§ 課題
「of the tulle」を含む行から「pixel 421 859」を含む行までの項目だけを書き直すこと。その際、回答中の座標の数値をすべて1.55倍に拡大して整数に丸め（0.5は切り上げ）、それ以外はそのまま残す。

§ データセット項目
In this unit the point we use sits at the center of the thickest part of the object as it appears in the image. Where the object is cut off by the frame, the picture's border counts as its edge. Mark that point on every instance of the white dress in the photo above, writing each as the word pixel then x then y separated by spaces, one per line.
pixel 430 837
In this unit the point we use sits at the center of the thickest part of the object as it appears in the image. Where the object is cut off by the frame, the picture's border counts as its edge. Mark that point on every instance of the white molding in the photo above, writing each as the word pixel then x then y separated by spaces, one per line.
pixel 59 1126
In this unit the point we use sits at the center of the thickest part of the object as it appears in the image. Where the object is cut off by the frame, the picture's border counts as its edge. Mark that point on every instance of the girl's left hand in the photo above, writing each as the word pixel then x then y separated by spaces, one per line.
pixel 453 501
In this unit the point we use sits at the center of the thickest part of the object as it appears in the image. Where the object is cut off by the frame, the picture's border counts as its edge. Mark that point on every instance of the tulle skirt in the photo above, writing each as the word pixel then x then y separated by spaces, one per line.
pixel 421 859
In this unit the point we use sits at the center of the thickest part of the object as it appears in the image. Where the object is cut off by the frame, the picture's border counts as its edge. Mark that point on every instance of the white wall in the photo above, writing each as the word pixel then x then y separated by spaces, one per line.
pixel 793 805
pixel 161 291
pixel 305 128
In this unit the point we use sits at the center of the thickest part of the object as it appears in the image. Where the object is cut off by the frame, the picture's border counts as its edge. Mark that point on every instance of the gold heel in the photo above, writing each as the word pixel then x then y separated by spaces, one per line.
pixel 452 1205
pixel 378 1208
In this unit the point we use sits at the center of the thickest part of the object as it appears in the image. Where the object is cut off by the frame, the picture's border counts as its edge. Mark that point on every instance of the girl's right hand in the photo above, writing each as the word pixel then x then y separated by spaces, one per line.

§ 課題への回答
In this unit the point we use sits at the center of the thickest part of the object as it appears in the image. Where the object is cut off by the frame, the picture's border counts as its edge. Mark that point on every instance of the tulle skirt in the photo above, writing each as the word pixel then x then y separated by spaces, one per line.
pixel 653 1331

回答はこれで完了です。